Hitler by Werner Maser, translated by Peter and Betty Ross
London: Allen Lane, 1973 ISBN 0713914739
Although this book is now over 40 years old, it's still worth reading. At the time it added important new information about Hitler to the public record, which we can attribute to Maser's dogged research. In some ways the research and thinking about the life of Hitler has moved on since this book was written, but there is still much in Maser's writing that is useful to the scholar of the period.
This book is a biography, but more than that, it isan attempt to gain some insights into Hitler's character and the influences that formed him. Maser also made a concerted attempt to query many of the books and articles written about Hitler's early life, especially those written by people who knew him back then, who often had an axe to grind.
Maser begins his work with a detailed look at Hitler's family tree, which seems to conclusively show that Hitler was from peasant stock and didn't, as some sources state, have any Jewish ancestors. It seems that from an early age Hitler had firm opinions, and his marks at school reflected whether he thought that particular subject "interesting". One of his biggest influences at that time was a history teacher who had very strong Pan-German ideas.

Data supplied
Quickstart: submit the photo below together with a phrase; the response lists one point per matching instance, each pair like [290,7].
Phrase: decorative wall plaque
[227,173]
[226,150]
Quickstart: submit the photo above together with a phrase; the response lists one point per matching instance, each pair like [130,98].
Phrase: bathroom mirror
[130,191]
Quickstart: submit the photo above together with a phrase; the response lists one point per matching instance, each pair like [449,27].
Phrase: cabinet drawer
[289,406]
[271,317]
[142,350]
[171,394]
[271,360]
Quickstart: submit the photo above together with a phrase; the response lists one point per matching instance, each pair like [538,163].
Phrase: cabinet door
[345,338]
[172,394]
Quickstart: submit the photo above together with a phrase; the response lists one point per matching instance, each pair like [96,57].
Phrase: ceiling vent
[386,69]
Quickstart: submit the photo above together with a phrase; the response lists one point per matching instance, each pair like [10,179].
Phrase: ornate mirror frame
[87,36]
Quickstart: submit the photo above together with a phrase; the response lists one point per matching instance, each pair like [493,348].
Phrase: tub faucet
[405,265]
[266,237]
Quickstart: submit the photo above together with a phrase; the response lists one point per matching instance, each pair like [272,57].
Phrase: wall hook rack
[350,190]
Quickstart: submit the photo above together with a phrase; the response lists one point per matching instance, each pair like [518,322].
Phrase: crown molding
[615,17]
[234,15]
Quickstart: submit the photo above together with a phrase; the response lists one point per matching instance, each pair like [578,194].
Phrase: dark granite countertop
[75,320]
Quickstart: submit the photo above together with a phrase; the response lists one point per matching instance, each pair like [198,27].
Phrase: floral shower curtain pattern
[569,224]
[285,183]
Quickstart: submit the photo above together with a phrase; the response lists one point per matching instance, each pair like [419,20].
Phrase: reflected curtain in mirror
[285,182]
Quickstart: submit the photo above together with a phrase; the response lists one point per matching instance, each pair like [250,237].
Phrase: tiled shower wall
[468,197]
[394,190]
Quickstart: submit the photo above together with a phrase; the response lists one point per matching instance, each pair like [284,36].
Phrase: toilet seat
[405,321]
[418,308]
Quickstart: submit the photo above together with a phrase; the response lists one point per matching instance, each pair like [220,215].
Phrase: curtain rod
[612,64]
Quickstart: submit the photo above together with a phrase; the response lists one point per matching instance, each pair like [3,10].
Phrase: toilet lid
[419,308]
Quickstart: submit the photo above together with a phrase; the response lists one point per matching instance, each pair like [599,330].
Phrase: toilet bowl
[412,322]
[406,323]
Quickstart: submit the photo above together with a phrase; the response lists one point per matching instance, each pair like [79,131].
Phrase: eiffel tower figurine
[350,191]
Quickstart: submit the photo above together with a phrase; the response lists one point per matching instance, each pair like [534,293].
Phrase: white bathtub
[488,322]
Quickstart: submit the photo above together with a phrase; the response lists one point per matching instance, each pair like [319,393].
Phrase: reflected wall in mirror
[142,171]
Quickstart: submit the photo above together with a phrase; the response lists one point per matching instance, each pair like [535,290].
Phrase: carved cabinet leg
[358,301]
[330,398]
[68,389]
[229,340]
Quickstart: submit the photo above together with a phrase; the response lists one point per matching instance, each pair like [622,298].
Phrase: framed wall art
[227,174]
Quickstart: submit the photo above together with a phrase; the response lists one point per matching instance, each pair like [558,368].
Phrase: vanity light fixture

Problem A
Answer these questions from the book review:
(i) Who translated the book?
(ii) What does Maser's work begin with?
(iii) Who was one of Hitler's biggest influences at school?
Problem B
Say whether each statement agrees with the book review:
(i) Allen Lane published the book in London.
(ii) The review reports that Hitler's family tree shows Jewish ancestors.
(iii) Hitler's marks at school depended on whether he found a subject interesting.
Problem C
Continue the review of Maser's Hitler biography, starting right after its final sentence.

Final answer A
(i) Peter and Betty Ross.
(ii) A detailed look at Hitler's family tree.
(iii) A history teacher who had very strong Pan-German ideas.

Final answer B
(i) Yes: "London: Allen Lane, 1973".
(ii) No: "which seems to conclusively show that Hitler was from peasant stock and didn't, as some sources state, have any Jewish ancestors".
(iii) Yes: "his marks at school reflected whether he thought that particular subject "interesting"".

Final answer C
His "wandering years" in Vienna are also investigated closely. although he did stay for a time in a men's rooming-house, he was far from destitute - his paintings earned him enough money to allow him to sign over his portion of the orphans pension to his sister. It also seems clear that he was engaging in at least some dealings with Jews on a personal basis during this time.
He moved to Munich partly to avoid conscription into the Austro-Hungarian army, as by this time he was convinced that the Empire was a malignant entity and that Germans had no business in defending it. By the outbreak of WWI he was also a convinced anti-semite. While his long standing German nationalism pre-disposed Hitler to such views, the reason that this developed into such a radical exterminatory obsession is still shrouded in mystery that Maser does little to unravel.
Hitler spent much of his time during WWI at the front, where he became a runner for his regiment, which was a dangerous task - Hitler won the Iron Cross first and second class in recognition of his bravery. It seems that the beginnings of Hitler's demagoguery occurred in the trenches, where he discovered his gift for public speaking.
Both before and during the War Hitler was an avid reader when he got the chance. Like many poorly educated (and some more educated) men he tended to read to confirm his own thoughts, rather than to challenge them: this flaw in his nature became more and more noticeable during his life, to the point that he couldn't even listen to contradictory views.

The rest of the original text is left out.